#### WORK TO COMPLETE:
Starting at the row containing "Reviewer note: verify that every instance of the auburn" and stopping after the row containing "column 385, row 568", copy out those rows with "Target" renamed to "Item" and everything else left unchanged.
________________________
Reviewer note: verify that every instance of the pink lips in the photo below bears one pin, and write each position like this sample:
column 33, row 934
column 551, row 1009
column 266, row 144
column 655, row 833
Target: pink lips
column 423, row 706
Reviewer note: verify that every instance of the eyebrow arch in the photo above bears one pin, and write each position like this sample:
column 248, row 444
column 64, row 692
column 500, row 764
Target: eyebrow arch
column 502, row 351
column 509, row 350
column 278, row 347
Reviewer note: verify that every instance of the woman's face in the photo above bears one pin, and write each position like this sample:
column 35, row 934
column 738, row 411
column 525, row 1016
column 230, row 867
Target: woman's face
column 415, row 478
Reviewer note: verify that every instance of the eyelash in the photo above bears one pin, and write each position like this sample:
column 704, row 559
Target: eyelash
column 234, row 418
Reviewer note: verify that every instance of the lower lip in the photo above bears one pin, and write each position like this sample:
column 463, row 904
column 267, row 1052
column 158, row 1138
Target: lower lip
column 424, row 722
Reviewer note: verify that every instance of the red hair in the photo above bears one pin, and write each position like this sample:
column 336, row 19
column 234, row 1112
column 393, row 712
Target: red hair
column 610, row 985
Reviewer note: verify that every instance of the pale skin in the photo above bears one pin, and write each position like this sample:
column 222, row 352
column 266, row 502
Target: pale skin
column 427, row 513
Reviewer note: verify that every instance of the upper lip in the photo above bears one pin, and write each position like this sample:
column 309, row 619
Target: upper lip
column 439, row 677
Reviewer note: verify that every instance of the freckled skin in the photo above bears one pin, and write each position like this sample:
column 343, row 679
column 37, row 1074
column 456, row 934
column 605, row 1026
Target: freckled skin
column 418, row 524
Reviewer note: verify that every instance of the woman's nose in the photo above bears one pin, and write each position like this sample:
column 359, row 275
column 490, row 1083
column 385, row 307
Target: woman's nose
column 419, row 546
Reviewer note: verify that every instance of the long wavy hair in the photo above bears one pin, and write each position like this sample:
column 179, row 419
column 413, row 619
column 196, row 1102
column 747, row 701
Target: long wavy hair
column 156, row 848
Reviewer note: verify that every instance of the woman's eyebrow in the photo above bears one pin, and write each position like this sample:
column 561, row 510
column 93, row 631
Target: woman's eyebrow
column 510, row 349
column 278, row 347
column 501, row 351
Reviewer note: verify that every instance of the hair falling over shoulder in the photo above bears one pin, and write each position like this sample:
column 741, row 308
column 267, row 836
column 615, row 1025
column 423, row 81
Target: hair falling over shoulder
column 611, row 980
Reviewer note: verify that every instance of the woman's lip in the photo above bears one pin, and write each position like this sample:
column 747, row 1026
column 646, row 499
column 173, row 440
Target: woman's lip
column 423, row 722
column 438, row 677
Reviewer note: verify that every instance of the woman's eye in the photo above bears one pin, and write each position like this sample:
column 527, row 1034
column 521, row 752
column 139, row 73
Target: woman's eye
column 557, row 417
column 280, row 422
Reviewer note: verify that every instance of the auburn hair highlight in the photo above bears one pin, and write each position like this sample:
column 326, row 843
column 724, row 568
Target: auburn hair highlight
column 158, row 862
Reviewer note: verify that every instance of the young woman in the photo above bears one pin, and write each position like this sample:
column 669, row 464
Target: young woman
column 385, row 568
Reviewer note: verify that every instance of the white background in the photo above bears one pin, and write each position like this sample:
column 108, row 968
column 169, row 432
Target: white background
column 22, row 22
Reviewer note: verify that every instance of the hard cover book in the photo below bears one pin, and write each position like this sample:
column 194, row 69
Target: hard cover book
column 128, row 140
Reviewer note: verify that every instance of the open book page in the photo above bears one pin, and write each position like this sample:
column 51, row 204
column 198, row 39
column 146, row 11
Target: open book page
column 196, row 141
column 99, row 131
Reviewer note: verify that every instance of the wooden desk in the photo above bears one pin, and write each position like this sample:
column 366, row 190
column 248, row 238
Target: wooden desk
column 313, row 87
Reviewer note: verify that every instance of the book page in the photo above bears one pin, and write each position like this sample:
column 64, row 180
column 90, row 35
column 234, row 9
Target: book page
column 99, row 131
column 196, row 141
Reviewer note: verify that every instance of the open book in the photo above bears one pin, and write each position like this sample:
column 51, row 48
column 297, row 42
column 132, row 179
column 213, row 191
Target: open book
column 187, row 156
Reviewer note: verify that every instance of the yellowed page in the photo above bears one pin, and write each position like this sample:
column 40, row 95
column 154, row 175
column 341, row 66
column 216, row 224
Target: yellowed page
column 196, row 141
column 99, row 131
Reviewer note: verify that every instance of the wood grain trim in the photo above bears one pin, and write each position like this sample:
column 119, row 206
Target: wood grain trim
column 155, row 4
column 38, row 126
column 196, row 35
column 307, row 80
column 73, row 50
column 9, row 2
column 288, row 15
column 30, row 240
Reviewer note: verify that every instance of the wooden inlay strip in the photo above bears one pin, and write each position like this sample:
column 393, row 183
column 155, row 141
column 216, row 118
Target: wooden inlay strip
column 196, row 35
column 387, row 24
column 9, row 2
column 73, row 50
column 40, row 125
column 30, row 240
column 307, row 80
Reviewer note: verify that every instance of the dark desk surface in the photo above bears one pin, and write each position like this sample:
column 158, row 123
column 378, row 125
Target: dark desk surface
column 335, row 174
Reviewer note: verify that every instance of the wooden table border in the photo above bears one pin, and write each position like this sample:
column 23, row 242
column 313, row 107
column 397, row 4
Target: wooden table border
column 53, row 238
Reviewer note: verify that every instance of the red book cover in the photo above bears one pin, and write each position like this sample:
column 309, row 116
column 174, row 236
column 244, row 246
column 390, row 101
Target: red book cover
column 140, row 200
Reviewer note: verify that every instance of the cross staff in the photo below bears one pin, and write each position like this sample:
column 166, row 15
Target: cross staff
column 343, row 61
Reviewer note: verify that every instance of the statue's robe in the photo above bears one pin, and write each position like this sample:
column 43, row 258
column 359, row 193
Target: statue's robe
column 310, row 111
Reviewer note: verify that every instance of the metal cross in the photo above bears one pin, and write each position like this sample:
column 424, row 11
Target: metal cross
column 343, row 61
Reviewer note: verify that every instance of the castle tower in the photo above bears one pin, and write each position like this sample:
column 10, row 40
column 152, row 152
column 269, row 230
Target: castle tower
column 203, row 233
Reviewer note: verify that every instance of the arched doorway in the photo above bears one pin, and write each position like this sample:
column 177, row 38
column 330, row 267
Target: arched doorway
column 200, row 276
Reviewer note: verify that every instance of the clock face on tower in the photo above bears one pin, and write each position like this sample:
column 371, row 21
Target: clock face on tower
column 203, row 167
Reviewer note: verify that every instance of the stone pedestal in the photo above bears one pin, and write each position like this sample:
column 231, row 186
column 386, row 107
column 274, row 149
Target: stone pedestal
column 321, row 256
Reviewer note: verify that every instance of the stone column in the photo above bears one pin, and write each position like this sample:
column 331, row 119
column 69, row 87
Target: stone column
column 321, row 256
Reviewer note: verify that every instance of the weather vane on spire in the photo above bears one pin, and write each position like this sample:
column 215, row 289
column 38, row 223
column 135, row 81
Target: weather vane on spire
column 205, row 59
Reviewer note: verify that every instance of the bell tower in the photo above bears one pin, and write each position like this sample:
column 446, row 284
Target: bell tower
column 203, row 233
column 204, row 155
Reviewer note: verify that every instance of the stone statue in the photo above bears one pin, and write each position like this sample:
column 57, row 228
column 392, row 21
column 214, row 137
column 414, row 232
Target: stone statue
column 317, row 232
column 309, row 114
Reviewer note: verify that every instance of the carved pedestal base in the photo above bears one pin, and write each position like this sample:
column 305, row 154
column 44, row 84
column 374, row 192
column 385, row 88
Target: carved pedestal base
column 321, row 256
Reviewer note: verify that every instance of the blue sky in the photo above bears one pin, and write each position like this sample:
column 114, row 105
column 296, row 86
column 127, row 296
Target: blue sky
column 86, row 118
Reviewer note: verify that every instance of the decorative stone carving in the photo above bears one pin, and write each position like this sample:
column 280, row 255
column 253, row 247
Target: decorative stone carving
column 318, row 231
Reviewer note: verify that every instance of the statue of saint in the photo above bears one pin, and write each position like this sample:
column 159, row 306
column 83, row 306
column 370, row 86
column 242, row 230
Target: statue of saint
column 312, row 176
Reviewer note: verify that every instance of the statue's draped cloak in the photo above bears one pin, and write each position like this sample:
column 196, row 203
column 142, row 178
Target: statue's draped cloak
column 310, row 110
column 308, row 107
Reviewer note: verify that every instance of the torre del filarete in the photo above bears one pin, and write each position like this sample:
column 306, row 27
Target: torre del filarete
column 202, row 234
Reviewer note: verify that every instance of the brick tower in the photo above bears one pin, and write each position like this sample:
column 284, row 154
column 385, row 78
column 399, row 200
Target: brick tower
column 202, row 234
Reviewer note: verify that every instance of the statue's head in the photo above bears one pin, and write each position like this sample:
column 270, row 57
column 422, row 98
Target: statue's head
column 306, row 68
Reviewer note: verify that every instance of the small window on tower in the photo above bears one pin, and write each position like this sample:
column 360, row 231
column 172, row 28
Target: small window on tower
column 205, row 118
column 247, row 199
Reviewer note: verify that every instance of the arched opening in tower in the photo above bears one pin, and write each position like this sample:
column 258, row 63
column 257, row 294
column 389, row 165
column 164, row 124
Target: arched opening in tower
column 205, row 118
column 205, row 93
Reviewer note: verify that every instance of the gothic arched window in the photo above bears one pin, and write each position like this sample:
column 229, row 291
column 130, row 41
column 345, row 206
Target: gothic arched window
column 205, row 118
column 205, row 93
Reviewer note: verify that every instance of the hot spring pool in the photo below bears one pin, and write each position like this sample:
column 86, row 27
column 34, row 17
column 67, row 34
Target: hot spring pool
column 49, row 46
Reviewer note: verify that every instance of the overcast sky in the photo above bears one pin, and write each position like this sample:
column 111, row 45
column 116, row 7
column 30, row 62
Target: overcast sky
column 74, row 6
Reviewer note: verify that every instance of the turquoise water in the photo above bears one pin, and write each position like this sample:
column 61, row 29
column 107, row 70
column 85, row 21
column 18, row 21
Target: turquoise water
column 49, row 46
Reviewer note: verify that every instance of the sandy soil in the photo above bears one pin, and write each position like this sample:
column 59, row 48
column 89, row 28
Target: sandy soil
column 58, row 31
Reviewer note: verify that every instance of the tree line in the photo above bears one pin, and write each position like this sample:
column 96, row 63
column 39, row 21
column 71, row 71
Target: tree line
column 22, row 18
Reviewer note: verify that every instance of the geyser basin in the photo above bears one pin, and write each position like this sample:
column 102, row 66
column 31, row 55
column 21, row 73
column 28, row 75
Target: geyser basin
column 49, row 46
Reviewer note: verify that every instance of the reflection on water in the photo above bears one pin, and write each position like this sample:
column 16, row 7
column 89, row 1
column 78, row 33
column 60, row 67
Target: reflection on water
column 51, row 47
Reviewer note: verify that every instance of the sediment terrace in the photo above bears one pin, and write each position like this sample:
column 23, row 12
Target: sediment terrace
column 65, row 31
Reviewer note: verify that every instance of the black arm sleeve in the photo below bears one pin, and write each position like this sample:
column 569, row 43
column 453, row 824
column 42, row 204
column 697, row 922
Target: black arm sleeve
________________________
#### FINAL RESULT:
Reviewer note: verify that every instance of the auburn hair highlight in the photo above bears one pin, and write each position like this sample:
column 326, row 843
column 724, row 568
Item: auburn hair highlight
column 158, row 862
Reviewer note: verify that every instance of the young woman in the photo above bears one pin, and write each position like this sample:
column 669, row 464
Item: young woman
column 385, row 568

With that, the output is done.